Prompt: Copy each of the records below word for word, keeping every line unchanged.
━━━━
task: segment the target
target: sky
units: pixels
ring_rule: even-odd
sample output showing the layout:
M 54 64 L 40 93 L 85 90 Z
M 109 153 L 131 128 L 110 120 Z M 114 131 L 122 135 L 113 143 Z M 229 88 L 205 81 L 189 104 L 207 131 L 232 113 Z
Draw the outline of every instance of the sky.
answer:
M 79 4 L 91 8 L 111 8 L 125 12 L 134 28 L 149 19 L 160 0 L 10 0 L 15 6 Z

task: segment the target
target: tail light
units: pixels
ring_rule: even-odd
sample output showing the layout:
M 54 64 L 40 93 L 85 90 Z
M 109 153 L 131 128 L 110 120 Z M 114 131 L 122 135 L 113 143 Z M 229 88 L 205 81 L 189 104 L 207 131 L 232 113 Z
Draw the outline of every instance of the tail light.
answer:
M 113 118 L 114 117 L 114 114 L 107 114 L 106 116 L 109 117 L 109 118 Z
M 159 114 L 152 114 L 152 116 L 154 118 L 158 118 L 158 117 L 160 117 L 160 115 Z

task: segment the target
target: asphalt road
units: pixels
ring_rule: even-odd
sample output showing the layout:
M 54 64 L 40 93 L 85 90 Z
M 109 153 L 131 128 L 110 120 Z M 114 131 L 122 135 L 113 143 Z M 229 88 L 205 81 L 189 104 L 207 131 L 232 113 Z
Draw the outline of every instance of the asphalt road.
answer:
━━━━
Expected output:
task: segment the target
target: sky
units: pixels
ring_rule: even-odd
sample output showing the layout:
M 54 64 L 40 93 L 85 90 Z
M 109 153 L 131 128 L 110 120 Z M 114 131 L 122 135 L 113 143 Z M 229 88 L 205 81 L 189 104 L 207 131 L 232 113 Z
Draw the outline of every instance of the sky.
answer:
M 79 4 L 91 8 L 111 8 L 125 12 L 134 28 L 149 19 L 160 0 L 10 0 L 15 6 Z

task: segment the target
target: tail light
units: pixels
ring_rule: even-odd
sample output showing the layout:
M 54 64 L 40 93 L 85 90 Z
M 109 153 L 131 128 L 110 120 Z M 114 131 L 122 135 L 113 143 Z M 229 88 L 205 81 L 189 104 L 207 131 L 232 113 Z
Draw the outline of every instance of the tail light.
answer:
M 113 118 L 114 117 L 114 114 L 107 114 L 106 116 L 109 117 L 109 118 Z
M 159 114 L 152 114 L 152 116 L 154 118 L 158 118 L 158 117 L 160 117 L 160 115 Z

task: segment the target
target: asphalt road
units: pixels
ring_rule: even-odd
sample output showing the layout:
M 54 64 L 40 93 L 85 90 Z
M 109 153 L 131 128 L 110 120 Z M 114 131 L 122 135 L 113 143 Z M 229 88 L 205 81 L 189 104 L 207 131 L 232 113 Z
Draw the outline of every instance of the asphalt road.
answer:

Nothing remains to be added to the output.